[Start Material for this exercise]

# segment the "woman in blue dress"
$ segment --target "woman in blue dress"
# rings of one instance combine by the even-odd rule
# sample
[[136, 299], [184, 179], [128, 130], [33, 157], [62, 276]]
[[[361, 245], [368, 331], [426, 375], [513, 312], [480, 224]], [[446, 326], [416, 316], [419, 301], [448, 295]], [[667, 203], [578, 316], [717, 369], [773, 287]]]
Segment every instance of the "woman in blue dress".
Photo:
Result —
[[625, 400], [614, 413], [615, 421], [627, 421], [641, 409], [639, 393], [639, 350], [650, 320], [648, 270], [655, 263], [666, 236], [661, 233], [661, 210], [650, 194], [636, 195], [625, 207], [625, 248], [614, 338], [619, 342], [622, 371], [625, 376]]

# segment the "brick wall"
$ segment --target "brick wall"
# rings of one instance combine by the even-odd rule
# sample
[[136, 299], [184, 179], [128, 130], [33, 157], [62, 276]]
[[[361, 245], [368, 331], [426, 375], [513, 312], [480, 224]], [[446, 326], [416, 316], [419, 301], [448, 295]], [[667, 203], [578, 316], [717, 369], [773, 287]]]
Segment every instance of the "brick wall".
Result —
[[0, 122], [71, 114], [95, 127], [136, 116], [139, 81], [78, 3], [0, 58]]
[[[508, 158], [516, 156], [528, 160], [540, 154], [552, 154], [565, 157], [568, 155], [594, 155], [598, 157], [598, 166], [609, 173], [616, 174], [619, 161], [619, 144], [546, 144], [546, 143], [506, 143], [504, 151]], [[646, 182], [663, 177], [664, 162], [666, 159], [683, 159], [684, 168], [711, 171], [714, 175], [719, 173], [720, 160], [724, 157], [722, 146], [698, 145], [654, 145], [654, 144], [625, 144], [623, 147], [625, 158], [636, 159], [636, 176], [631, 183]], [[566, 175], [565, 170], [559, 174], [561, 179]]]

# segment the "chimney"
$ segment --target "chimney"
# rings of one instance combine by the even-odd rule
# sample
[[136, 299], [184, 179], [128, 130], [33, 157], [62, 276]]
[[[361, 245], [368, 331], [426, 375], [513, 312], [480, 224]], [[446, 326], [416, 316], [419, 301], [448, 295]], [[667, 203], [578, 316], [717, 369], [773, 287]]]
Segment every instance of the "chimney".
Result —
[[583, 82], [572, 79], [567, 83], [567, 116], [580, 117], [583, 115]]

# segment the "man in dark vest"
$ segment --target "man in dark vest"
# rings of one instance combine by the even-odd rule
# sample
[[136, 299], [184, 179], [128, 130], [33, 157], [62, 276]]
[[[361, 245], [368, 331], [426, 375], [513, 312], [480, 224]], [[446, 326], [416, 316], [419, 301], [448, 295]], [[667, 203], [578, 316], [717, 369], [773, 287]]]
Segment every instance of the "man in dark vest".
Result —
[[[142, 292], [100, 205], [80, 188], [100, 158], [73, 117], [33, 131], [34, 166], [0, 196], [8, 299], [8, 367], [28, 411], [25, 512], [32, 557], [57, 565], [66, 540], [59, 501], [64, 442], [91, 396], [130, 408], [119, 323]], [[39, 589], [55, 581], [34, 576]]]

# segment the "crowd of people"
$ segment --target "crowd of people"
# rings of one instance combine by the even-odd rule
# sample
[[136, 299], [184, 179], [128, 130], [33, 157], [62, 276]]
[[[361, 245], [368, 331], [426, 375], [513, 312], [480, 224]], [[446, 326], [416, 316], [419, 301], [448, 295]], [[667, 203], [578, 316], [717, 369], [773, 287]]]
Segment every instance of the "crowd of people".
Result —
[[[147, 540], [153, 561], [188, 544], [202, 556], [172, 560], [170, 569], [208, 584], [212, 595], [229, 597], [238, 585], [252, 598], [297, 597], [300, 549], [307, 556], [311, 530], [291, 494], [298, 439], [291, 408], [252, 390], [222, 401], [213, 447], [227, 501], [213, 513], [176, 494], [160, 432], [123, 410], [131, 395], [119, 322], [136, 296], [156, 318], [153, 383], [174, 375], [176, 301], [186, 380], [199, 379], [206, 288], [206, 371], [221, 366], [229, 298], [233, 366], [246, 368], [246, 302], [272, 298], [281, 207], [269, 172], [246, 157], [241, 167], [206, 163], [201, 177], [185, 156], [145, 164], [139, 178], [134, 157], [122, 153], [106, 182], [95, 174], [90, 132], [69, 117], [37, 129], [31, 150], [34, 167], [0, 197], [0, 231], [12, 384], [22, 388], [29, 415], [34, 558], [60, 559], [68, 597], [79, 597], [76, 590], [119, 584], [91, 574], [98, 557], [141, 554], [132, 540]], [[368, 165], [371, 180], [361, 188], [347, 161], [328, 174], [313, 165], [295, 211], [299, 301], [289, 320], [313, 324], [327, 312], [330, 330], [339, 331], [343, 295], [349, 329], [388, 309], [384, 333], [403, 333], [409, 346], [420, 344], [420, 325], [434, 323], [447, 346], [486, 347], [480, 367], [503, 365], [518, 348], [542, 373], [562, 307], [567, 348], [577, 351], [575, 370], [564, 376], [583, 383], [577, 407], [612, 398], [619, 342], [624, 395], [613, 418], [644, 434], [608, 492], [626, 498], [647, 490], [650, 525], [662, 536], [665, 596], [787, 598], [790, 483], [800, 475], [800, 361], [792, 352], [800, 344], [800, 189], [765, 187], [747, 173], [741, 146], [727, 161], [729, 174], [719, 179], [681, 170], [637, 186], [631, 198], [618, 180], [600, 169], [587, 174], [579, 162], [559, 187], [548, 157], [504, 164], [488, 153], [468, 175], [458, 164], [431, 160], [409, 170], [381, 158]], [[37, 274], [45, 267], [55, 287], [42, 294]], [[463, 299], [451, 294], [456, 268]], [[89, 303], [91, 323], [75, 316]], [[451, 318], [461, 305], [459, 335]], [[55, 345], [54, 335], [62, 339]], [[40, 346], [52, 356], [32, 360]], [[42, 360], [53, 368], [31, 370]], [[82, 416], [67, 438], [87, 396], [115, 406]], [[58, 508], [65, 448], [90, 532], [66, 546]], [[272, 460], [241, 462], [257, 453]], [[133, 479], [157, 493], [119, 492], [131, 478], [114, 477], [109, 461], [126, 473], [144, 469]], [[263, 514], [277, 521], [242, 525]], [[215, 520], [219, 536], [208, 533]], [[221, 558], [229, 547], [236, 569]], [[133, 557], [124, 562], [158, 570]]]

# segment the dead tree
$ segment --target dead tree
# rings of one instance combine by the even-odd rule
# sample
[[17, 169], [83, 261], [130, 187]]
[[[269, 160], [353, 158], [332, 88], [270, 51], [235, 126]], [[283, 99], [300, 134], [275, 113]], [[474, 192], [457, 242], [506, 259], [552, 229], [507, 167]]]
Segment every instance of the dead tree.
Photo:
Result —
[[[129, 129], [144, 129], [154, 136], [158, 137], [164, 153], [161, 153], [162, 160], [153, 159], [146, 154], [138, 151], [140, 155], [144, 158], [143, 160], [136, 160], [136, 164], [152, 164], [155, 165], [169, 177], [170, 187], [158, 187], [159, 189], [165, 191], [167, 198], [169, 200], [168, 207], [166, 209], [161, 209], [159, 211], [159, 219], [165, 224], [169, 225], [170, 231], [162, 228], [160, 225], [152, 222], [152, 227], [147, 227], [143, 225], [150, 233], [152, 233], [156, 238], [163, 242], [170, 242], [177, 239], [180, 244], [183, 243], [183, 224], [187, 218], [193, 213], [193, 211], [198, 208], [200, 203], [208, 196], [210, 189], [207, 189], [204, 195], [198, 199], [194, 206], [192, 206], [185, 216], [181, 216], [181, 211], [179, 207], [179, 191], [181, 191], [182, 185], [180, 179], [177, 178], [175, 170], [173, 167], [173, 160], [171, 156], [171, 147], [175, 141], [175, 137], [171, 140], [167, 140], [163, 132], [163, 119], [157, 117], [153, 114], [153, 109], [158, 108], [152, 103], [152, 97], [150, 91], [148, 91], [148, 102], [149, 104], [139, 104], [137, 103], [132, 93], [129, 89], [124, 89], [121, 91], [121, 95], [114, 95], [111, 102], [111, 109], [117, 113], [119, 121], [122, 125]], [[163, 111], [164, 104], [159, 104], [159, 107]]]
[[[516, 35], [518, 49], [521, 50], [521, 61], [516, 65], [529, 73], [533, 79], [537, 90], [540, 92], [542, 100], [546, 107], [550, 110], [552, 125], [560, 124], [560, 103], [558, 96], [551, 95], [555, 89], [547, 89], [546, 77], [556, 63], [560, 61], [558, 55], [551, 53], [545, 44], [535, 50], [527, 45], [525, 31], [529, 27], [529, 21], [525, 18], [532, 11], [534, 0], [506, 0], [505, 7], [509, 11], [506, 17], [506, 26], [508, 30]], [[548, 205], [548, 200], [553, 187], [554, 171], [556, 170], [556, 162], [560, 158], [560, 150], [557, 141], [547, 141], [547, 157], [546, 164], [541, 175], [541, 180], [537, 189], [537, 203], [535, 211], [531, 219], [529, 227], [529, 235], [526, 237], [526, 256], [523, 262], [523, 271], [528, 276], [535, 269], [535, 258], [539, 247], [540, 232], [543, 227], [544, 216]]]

[End Material for this exercise]

Report every line of the listing above that contains the word "tree", treating uppercase and lowercase letters as different.

**Full answer**
# segment the dead tree
$ segment --target dead tree
Segment every instance of the dead tree.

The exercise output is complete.